Travail demandé
Dans la chronique de l'album, substituez « quintette » à « quintet » et recopiez le passage qui débute aux mots « Battle of Leningrad » et s'arrête après « ce quintet magique. ».

Battle of Leningrad est le quatrième album studio du groupe. C'est un groupe qui n’est pas forcément l’unique projet de ses illustres membres. En effet on devrait plutôt ici parler de « super groupe » qui qualifie la réunion de musiciens issus d’autres formations. D’où (forcément) une actualité brûlante pour chacun des membres de ce quintet magique.
Kuprij est en ce moment en tournée avec Trans Syberian Orchestra. Tony Mac alpine tourne avec Steve Vaï. Notons que pour qu’un Guitar Hero comme Steve Vaï contacte un autre guitariste pour sa tournée, ce dernier ne doit forcément pas être un manche. Mais bon, à l’écoute de tous les projets antérieurs et présents de l’ami Tony (dont notamment le cultissime Planet X), on se dit qu’il n’avait pas besoin d’un quelconque parrainage (y compris de la part de Vaï). Quant à Marc Boals, il avait assuré l’intérim entre l’ère John West et l’ère « Re- DC Cooper » chez les Royal Hunt. Avec Brio d’ailleurs. Sans parler des deux derniers albums d’Iron Mask. Ce dernier d’ailleurs se colle à l’explication du thème de cet album auprès de la presse. Il explique qu’il s’agit de l’histoire vraie du peuple russe de Leningrad cerné par les Nazis durant la Deuxième Guerre Mondiale. Et ce sans eau, nourriture ou chauffage. Les Nazis n’ayant jamais été en mesure d’assiéger complètement la ville.
Le premier morceau Mother Russia commence dans une ambiance qui nous plonge tout de suite dans l’univers de cet album. Un peu comme dans les réalisations de Iron Mask que nous concocte brillamment Dushan Petrossi, la musique est illustrative des titres (ou vice et versa). Je fais le lien car, primo : la thématique est propre de certains « epics » de Iron Mask et deusio : Marc Boals assure (ici encore brillamment) le chant.
Ce morceau est très cinématographique et déjà le style « à la Malmsteen » semble s’imposer.
On dit souvent que les « super groups » (qualificatif attribué à des formations composées d’individualités reconnues) ne sont que des sommes d’individualités. Or ce n’est pas du tout le cas ici. Vitalij Kuprij joue POUR le groupe. Tony Macalpine aussi. Preuve en est : ce dernier nous avait habitués à des projets officiant dans un registre « Jazz Fusion ». Et ce avec des acolytes aussi géniaux que Virgil Donati ou Derek Sherinian. On le retrouve ici dans un univers complètement différent. On sait qu’il possède un niveau technique extrêmement élevé. Mais ici il nous bluffe par sa capacité à rentrer dans un style néoclassique. A la Malmsteen. Quant à Kuprij, que peut-on encore ajouter à ce qui n’ait pas déjà été dit ? Pianiste classique de renom. Musicien de Rock Symphonico-classico-progressif non moins de renom. L’univers de cet album est très proche de ceux pouvant compter Kuprij parmi les protagonistes. On peut donc légitimement penser qu’il exerce une influence décisive sur cet album. Mais aussi de façon plus générale sur le groupe.

Données fournies

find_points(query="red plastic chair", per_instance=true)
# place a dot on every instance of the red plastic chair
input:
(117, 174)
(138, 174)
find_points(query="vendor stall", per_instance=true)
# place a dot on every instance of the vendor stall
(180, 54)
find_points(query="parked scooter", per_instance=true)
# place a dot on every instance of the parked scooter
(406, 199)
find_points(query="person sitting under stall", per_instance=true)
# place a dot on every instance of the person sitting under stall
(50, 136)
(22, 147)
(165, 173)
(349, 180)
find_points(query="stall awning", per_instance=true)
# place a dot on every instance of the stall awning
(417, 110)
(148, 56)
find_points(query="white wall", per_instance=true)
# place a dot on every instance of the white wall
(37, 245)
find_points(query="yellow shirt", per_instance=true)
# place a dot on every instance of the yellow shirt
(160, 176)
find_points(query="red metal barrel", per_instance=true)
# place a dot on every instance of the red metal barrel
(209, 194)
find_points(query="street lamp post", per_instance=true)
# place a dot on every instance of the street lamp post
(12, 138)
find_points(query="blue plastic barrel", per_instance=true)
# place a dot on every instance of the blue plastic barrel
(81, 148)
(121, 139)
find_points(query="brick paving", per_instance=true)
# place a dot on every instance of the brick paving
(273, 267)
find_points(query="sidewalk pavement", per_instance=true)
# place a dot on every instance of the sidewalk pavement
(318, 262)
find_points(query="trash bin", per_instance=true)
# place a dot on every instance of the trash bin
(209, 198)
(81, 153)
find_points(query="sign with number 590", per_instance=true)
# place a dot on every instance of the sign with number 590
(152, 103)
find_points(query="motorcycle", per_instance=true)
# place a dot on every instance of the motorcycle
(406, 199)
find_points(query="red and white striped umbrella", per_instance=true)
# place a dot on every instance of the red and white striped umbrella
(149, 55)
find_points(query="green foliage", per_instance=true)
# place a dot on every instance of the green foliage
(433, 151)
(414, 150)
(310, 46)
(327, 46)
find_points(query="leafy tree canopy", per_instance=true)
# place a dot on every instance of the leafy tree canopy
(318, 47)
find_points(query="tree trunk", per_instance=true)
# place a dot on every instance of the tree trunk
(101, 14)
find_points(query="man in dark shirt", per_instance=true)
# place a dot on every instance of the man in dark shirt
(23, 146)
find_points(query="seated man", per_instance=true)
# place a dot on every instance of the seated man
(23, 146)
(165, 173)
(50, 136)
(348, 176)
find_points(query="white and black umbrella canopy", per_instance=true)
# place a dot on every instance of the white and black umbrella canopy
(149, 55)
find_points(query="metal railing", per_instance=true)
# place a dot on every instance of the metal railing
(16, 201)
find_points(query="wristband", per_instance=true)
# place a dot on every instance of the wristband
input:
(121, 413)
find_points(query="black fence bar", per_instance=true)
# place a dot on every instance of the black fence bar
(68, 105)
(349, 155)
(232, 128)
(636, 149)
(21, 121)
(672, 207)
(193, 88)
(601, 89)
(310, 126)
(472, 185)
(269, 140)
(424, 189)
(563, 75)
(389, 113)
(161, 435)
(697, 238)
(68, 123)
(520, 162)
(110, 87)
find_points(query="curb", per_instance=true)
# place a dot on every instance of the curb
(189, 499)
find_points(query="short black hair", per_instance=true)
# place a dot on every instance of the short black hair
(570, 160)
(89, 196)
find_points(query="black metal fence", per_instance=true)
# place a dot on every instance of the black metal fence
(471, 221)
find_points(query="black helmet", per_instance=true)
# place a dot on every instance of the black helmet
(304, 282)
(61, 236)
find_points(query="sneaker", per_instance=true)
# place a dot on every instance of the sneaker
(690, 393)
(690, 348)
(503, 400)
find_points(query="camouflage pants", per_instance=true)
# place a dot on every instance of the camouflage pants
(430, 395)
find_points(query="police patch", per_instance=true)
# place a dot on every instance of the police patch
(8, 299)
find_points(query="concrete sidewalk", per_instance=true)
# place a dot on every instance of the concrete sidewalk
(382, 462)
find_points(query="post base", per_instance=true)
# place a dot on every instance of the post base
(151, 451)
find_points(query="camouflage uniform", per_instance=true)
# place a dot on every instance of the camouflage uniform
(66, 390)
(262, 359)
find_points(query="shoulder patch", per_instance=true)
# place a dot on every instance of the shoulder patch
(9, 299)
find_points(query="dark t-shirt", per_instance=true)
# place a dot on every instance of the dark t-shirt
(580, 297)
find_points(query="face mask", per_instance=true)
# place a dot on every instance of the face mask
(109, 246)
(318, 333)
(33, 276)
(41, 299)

Réponse rédigée
Battle of Leningrad est le quatrième album studio du groupe. C'est un groupe qui n’est pas forcément l’unique projet de ses illustres membres. En effet on devrait plutôt ici parler de « super groupe » qui qualifie la réunion de musiciens issus d’autres formations. D’où (forcément) une actualité brûlante pour chacun des membres de ce quintette magique.